▶ GIVEN INSTRUCTION
Copy all of the data below word for word, leaving out the pictures.

----------

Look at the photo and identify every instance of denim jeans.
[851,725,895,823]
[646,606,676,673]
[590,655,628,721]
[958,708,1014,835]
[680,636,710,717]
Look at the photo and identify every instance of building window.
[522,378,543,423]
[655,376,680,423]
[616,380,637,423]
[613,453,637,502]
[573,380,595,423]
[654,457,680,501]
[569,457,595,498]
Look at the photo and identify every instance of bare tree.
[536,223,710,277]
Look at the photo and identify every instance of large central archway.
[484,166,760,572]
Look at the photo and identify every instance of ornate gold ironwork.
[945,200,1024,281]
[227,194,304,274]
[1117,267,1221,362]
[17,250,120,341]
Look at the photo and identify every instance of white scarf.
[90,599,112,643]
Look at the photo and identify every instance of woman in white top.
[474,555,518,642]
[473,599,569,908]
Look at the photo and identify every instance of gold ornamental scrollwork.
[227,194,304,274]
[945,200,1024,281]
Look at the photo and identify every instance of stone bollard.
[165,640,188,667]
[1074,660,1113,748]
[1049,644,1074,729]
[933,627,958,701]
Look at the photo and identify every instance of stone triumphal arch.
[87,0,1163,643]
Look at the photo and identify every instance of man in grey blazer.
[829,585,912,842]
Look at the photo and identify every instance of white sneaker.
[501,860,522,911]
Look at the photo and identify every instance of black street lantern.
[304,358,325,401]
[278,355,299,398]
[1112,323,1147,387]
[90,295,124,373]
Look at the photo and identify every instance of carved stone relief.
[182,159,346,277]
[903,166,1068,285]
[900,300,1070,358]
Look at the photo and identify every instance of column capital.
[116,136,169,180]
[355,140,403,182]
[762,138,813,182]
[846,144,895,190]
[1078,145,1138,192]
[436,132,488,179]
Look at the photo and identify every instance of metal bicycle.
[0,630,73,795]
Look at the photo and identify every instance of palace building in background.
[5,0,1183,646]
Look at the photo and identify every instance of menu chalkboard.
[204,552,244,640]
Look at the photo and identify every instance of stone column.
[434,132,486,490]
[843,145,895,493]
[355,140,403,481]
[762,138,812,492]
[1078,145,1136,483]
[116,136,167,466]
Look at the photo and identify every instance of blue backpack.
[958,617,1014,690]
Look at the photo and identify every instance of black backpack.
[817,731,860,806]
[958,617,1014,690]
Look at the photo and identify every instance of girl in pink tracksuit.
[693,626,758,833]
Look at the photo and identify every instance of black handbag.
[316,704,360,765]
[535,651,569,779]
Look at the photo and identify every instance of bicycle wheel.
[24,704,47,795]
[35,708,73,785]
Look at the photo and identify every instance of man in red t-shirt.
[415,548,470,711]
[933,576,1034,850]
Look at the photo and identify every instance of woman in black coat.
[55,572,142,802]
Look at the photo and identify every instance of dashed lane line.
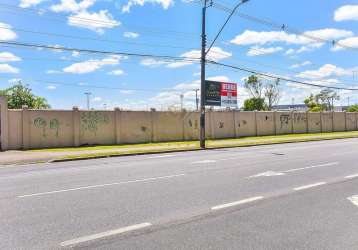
[60,222,152,247]
[293,182,327,191]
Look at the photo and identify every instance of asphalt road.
[0,139,358,250]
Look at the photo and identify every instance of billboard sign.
[205,81,237,107]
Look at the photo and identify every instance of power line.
[0,3,198,38]
[208,61,358,91]
[0,40,199,62]
[213,3,358,50]
[0,26,199,49]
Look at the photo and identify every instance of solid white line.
[61,222,152,247]
[347,195,358,207]
[344,174,358,179]
[191,160,216,164]
[148,155,177,159]
[282,162,339,173]
[18,174,185,198]
[293,182,327,191]
[211,196,264,210]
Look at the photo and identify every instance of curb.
[48,136,358,163]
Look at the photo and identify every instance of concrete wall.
[234,112,257,137]
[256,112,276,136]
[274,112,293,135]
[307,113,322,133]
[333,112,346,132]
[0,104,358,150]
[346,112,358,131]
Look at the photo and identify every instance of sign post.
[205,81,237,108]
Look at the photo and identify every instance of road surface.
[0,139,358,250]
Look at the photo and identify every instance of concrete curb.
[48,136,358,163]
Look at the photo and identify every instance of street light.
[200,0,249,149]
[85,92,92,110]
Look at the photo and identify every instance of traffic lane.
[0,139,358,178]
[79,180,358,250]
[0,139,358,196]
[1,156,358,249]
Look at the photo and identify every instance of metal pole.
[85,92,92,110]
[194,89,200,111]
[200,0,207,149]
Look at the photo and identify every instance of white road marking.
[18,174,185,198]
[344,174,358,179]
[246,162,339,179]
[61,222,152,247]
[191,160,216,164]
[247,171,285,179]
[293,182,327,191]
[347,195,358,207]
[211,196,264,210]
[148,155,177,159]
[283,162,339,173]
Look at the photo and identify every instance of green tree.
[244,75,264,98]
[316,89,340,111]
[244,97,267,111]
[347,104,358,112]
[0,81,50,109]
[264,79,280,110]
[244,75,280,111]
[304,89,339,112]
[304,94,324,112]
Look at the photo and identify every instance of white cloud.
[141,47,232,68]
[334,5,358,22]
[47,85,57,90]
[123,31,139,39]
[68,10,121,34]
[122,0,174,12]
[140,58,168,68]
[296,64,356,79]
[72,51,80,57]
[247,46,283,56]
[63,56,120,74]
[46,69,62,74]
[92,96,102,102]
[230,29,353,48]
[108,69,124,76]
[290,61,312,69]
[0,63,20,74]
[119,90,134,95]
[50,0,96,13]
[19,0,45,8]
[0,23,17,41]
[331,36,358,51]
[0,52,21,62]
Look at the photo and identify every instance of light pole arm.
[205,0,249,55]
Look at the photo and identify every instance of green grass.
[46,131,358,160]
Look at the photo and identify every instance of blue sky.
[0,0,358,109]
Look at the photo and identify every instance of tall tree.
[305,89,340,112]
[316,89,340,111]
[244,75,280,111]
[244,75,264,98]
[0,81,50,109]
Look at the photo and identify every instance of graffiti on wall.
[81,111,109,135]
[188,119,198,129]
[280,114,291,128]
[34,117,60,138]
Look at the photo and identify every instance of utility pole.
[180,94,184,111]
[194,89,200,111]
[85,92,92,110]
[200,0,207,149]
[200,0,249,149]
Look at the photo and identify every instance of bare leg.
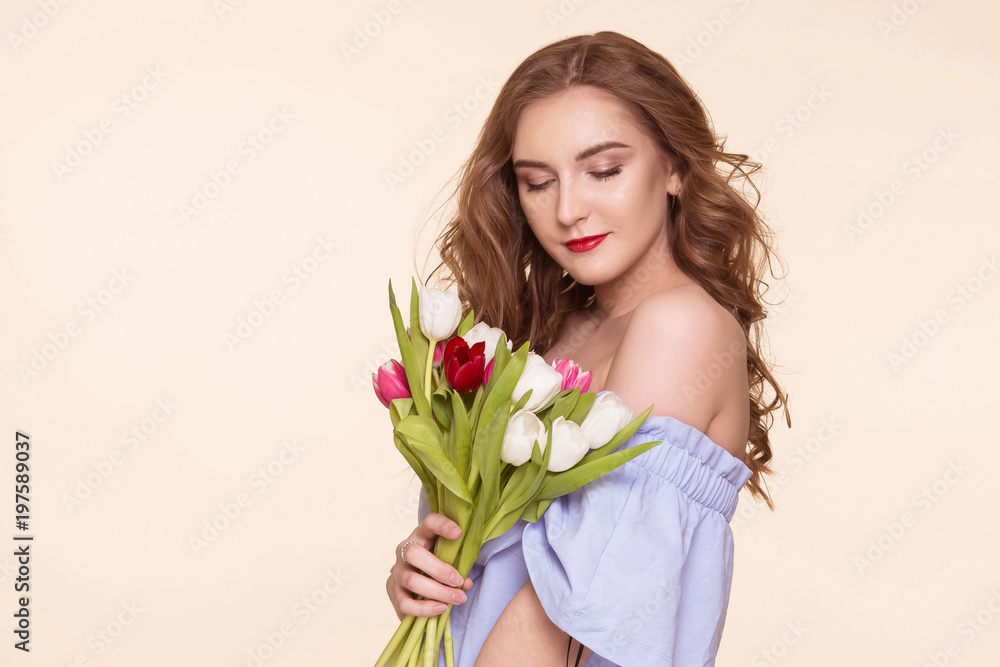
[476,580,592,667]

----------

▶ CORRECT OUTPUT
Look at the photo and identify every instance of denim jeans.
[851,725,895,823]
[646,606,676,673]
[590,655,628,721]
[958,708,1014,835]
[680,636,710,717]
Look at the photo and identify every instance of building window.
[522,378,543,423]
[655,376,680,423]
[616,380,637,423]
[613,453,637,502]
[573,380,595,423]
[654,457,680,501]
[569,457,595,498]
Look at the photo and identify every instance of bare tree.
[536,223,710,277]
Look at the photo and identify every instance of large central archway.
[484,166,760,572]
Look at the photo and identify every instance of ornate gold ironwork.
[945,200,1024,281]
[227,194,304,274]
[1117,267,1221,362]
[17,250,120,341]
Look at the photo and identify every instance of white scarf.
[90,599,112,643]
Look at the photo and identify every instance of woman in white top.
[474,555,518,642]
[473,599,569,908]
Look at the photo and identify every instance of gold ornamental scrollwork.
[227,194,304,274]
[945,200,1024,281]
Look at the photo and identify every instance of stone bollard.
[165,640,188,667]
[1074,660,1113,748]
[1049,644,1074,729]
[933,627,958,701]
Look at the photo and identify every instance of stone triumphal arch.
[87,0,1163,643]
Look at the photo and identify every instance of man in grey blazer.
[829,585,912,842]
Look at the photo and identify every instance of white sneaker.
[501,860,522,911]
Look at the photo and identify every instance of black street lantern.
[304,358,325,401]
[278,355,299,398]
[1112,323,1147,387]
[90,295,124,373]
Look at the photo and identify every instance of carved stone relief.
[182,159,346,277]
[903,166,1068,285]
[900,300,1070,358]
Look at the photo and identify every instance of column capital.
[116,136,169,180]
[355,140,403,182]
[762,138,813,182]
[846,144,895,190]
[1078,145,1138,192]
[436,132,488,179]
Look at the photo and identify every instance of metal bicycle.
[0,630,73,795]
Look at the photo and identify every instance of palace building in background.
[5,0,1183,646]
Look at the photo and identify every instance of menu chalkboard.
[204,552,244,640]
Look at the photo and identify every instance of stone column.
[434,132,486,490]
[843,145,895,493]
[355,140,403,481]
[762,138,812,492]
[1078,145,1136,483]
[116,136,167,466]
Look at the photo and identify every instance of blue backpack.
[958,617,1014,690]
Look at the photo and identify every instance of black backpack.
[817,731,860,806]
[958,617,1014,690]
Look at the photo and identify every instance of girl in pink tracksuit.
[693,626,758,833]
Look at the photo and identify every instance of black handbag.
[316,704,360,765]
[535,651,569,779]
Look at the photo and identify every instance of bicycle wheel.
[24,704,47,795]
[35,708,73,785]
Look at the photo and identify every instance of man in red t-shirt.
[415,548,470,711]
[933,576,1034,850]
Look at the photo and identify every instance of woman in black coat.
[55,572,142,802]
Look at the photo and identify every instance of dashed lane line.
[60,222,152,247]
[293,182,327,191]
Look at the photo and identify every instance of asphalt road.
[0,139,358,250]
Look at the photo and identify every instance of billboard sign.
[205,81,237,107]
Look at the photo and identify every instance of power line.
[0,3,198,38]
[208,61,358,91]
[0,40,199,62]
[213,3,358,50]
[0,26,199,49]
Look at the photo and identify every instance of solid white line.
[61,222,152,247]
[347,195,358,207]
[344,174,358,179]
[191,160,216,164]
[148,155,177,159]
[282,162,339,173]
[18,174,185,198]
[293,182,327,191]
[211,196,264,210]
Look at the photo and identify every instance of curb.
[48,136,358,163]
Look at the photo and identify every instance of concrete wall.
[234,112,257,137]
[256,112,276,136]
[274,112,293,135]
[307,113,322,133]
[333,112,346,132]
[0,104,358,150]
[346,112,358,131]
Look at the photo and identify every instance of sign post.
[205,81,237,108]
Look at the photo and identify every instance of road surface.
[0,139,358,250]
Look at the photo and identify every instance of concrete curb.
[48,136,358,163]
Look at the photo and identify every instance of street light.
[200,0,249,149]
[85,92,92,110]
Look at the photo and identify every instance of traffic lane.
[0,139,358,178]
[79,180,358,250]
[0,139,358,196]
[1,156,358,249]
Look at the photo and identify every instance of metal pole.
[85,92,92,110]
[194,89,200,111]
[200,0,207,149]
Look at the photo and identify every instance of white road marking.
[18,174,185,198]
[344,174,358,179]
[246,162,339,179]
[61,222,152,247]
[191,160,216,164]
[247,171,285,179]
[293,182,327,191]
[347,195,358,207]
[211,196,264,210]
[148,155,177,159]
[283,162,339,173]
Look at the photo and identify every instance of green tree.
[244,75,264,98]
[316,89,340,111]
[244,97,267,111]
[347,104,358,112]
[0,81,50,109]
[264,79,280,110]
[244,75,280,111]
[304,89,339,112]
[304,94,324,112]
Look at the photo and identify every instance of white cloud.
[141,47,232,68]
[334,5,358,22]
[47,85,57,90]
[123,31,139,39]
[68,10,121,34]
[122,0,174,12]
[140,58,168,68]
[296,64,356,79]
[72,51,80,57]
[247,46,283,56]
[63,56,120,74]
[46,69,62,74]
[92,96,102,102]
[230,29,353,48]
[108,69,124,76]
[290,61,312,69]
[0,63,20,74]
[119,90,134,95]
[50,0,96,13]
[19,0,45,8]
[0,23,17,41]
[331,36,358,51]
[0,52,21,62]
Look at the photo and identify every instance of light pole arm.
[205,0,249,55]
Look at the photo and identify every instance of green grass.
[46,131,358,160]
Look at the photo and identify every instance of blue sky.
[0,0,358,109]
Look at the photo and identify every instance of tall tree.
[305,89,340,112]
[316,89,340,111]
[244,75,280,111]
[244,75,264,98]
[0,81,50,109]
Look at the photo and identify every instance of graffiti on wall.
[81,111,109,135]
[188,119,198,129]
[280,114,291,128]
[34,117,60,138]
Look at the photo and identify every instance of utility pole.
[180,94,184,111]
[194,89,200,111]
[85,92,92,110]
[200,0,207,149]
[200,0,249,149]
Look at the photo and identify every instance of bare leg.
[476,580,592,667]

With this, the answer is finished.